--- START EXTRACTED RECORDS ---

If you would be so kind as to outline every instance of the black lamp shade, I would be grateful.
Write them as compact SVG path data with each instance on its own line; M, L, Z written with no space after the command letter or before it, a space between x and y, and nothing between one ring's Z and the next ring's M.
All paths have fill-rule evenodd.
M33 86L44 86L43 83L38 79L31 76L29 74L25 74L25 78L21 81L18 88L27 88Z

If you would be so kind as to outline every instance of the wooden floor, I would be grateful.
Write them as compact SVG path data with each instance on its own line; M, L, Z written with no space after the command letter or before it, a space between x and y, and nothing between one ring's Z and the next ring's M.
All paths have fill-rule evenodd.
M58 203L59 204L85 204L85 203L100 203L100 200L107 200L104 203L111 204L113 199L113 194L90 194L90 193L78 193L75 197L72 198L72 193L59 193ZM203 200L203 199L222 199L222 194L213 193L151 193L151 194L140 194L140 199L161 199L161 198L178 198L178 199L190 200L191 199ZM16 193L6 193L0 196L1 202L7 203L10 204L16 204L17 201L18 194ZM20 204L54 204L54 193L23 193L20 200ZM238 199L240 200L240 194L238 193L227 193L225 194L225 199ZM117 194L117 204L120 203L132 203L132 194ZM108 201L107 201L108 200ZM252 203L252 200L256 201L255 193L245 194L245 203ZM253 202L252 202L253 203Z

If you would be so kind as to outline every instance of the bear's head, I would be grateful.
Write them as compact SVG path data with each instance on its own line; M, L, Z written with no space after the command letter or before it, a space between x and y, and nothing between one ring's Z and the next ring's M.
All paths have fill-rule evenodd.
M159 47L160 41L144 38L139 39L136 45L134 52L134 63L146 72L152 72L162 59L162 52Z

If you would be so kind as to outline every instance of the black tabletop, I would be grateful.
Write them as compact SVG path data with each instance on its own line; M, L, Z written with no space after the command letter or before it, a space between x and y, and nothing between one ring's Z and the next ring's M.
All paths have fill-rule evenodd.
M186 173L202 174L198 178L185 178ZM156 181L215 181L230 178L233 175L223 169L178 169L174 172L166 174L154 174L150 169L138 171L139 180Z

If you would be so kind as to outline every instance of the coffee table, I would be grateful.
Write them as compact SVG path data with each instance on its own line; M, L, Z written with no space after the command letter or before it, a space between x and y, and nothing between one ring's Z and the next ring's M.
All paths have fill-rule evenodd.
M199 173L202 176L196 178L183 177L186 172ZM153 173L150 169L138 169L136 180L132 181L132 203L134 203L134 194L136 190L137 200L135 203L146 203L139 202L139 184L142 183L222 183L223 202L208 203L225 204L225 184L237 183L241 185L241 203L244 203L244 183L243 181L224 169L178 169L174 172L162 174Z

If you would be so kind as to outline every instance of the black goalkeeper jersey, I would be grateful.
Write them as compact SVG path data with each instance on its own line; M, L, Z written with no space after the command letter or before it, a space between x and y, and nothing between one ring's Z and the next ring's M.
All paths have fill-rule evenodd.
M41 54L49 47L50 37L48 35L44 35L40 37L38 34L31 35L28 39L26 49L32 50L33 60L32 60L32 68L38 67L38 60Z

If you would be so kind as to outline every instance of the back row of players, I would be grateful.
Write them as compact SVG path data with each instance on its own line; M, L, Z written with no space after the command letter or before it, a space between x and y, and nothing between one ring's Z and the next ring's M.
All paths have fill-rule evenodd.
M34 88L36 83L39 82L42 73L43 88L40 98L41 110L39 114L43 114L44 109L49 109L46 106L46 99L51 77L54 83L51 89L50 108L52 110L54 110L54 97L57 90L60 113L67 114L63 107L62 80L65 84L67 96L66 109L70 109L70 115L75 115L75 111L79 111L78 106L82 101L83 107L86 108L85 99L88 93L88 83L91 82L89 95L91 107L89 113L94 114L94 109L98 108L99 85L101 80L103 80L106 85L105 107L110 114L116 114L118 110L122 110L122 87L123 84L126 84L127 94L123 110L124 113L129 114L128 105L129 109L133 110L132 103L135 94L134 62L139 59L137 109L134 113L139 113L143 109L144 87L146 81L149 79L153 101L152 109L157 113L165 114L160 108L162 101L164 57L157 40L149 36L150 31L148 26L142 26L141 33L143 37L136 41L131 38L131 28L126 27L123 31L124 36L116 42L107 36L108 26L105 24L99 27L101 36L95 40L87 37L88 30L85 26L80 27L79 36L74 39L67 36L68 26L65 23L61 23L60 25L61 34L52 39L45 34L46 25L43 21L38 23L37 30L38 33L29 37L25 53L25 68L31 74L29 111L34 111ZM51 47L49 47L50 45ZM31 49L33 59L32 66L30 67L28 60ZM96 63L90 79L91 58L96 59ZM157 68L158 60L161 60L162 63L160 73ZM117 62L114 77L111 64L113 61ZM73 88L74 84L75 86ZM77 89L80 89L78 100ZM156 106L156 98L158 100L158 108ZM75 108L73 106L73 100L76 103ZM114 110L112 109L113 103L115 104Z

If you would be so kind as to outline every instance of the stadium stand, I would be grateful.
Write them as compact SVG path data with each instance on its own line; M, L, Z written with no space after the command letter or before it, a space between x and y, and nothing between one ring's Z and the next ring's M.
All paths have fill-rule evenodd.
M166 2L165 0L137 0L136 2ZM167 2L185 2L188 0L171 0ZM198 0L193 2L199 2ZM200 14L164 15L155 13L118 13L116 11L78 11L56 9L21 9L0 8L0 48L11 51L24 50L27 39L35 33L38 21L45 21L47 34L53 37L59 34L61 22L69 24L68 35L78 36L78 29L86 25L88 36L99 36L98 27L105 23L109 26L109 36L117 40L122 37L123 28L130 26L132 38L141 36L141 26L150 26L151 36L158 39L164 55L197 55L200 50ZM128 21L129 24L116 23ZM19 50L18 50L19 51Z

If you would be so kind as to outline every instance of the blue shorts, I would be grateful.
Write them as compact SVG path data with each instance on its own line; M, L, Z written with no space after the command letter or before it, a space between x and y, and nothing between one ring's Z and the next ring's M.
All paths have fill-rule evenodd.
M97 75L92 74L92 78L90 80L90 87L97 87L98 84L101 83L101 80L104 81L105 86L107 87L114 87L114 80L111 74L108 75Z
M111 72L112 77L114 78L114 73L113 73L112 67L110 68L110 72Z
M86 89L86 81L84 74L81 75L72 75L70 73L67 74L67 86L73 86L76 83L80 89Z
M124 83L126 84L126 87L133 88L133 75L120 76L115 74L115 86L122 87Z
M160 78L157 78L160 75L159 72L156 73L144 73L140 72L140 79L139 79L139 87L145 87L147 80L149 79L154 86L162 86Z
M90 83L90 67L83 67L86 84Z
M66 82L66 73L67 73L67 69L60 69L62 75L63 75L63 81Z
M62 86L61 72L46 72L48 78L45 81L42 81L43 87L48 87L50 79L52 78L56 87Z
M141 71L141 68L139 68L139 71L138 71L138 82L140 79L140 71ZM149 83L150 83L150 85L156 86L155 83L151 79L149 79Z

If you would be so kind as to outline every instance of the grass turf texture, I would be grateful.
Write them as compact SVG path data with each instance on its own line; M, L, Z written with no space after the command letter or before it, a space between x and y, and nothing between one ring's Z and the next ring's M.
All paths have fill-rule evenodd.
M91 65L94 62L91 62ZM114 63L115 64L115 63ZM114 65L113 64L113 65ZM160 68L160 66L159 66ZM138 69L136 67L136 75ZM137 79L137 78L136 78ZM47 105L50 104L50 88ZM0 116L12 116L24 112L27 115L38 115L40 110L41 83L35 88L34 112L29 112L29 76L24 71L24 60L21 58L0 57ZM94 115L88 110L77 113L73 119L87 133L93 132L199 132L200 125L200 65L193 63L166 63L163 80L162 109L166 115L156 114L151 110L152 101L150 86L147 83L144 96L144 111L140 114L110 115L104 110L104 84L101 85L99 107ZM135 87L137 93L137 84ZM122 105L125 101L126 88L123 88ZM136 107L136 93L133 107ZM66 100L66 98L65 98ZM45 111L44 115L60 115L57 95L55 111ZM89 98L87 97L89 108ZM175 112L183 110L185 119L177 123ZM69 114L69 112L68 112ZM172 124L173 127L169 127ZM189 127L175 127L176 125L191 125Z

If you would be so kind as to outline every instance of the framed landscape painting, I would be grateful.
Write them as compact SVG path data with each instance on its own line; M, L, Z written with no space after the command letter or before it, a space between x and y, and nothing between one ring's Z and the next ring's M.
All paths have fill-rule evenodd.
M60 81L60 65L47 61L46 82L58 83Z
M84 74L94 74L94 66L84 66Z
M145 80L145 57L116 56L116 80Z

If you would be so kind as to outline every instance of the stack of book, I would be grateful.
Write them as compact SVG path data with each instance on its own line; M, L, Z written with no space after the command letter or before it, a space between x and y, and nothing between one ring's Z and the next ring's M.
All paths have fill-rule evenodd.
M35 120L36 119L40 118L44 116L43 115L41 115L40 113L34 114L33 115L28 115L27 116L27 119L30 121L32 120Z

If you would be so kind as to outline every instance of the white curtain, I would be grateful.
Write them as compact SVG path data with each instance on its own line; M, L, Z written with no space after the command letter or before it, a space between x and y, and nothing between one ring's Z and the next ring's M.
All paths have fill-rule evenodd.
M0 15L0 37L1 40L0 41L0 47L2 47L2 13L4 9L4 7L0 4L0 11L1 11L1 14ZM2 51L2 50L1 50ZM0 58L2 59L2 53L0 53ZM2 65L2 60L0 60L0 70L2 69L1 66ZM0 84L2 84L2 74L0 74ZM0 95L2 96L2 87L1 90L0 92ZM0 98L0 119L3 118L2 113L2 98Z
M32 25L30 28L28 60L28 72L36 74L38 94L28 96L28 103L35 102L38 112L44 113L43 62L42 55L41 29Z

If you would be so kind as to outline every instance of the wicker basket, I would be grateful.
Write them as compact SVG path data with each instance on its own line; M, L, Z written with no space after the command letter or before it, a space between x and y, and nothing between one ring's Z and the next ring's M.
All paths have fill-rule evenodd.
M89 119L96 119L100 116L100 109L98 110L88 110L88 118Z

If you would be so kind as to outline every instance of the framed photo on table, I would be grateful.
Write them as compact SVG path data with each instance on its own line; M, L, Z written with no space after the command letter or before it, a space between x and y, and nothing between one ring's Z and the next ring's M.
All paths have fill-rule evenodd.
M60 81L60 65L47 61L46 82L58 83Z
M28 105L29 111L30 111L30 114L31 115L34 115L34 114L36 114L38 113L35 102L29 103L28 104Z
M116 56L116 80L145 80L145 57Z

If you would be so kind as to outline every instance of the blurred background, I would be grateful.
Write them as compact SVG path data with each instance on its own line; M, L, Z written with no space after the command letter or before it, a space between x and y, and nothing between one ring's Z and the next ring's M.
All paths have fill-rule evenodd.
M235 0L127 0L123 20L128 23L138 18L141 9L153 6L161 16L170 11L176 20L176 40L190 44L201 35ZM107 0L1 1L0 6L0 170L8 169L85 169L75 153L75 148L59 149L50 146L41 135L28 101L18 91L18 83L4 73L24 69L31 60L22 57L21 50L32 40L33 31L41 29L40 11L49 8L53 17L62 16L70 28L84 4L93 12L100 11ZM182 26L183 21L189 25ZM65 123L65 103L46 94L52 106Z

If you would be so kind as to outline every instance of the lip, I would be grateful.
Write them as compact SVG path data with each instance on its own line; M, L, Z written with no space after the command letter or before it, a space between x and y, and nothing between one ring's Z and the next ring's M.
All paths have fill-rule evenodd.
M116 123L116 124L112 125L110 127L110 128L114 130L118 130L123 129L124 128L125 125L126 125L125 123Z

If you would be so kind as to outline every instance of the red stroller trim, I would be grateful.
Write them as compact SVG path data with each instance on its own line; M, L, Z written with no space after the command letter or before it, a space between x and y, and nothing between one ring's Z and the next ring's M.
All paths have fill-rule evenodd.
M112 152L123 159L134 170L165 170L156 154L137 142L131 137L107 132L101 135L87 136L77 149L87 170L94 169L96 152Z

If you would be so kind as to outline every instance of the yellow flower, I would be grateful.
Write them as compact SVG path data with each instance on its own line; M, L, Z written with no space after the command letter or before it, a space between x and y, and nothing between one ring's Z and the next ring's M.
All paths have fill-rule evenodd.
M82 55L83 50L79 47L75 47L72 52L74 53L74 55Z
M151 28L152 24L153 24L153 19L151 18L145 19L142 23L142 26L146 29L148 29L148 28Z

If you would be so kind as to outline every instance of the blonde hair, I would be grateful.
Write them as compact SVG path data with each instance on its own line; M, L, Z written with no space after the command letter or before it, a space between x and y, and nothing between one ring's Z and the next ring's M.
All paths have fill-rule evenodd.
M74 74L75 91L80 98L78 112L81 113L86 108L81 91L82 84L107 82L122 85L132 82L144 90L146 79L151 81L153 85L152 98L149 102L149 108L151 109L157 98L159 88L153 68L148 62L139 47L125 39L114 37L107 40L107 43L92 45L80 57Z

--- END EXTRACTED RECORDS ---

THE EXERCISE = Rewrite the lines from the one containing "trim, I would be grateful." up to and including the one containing "M112 152L123 159L134", changing "stroller" to "pram" and keeping everything else the same.

CORRECT RESULT =
If you would be so kind as to outline every instance of the red pram trim, I would be grateful.
Write them as compact SVG path data with each instance on its own line; M, L, Z written with no space after the command letter or before it, a space between x and y, and nothing between one ring's Z and the next ring's M.
All paths have fill-rule evenodd.
M112 152L123 159L134 170L165 170L156 154L137 142L131 137L107 132L101 135L87 136L77 149L87 170L94 169L96 152Z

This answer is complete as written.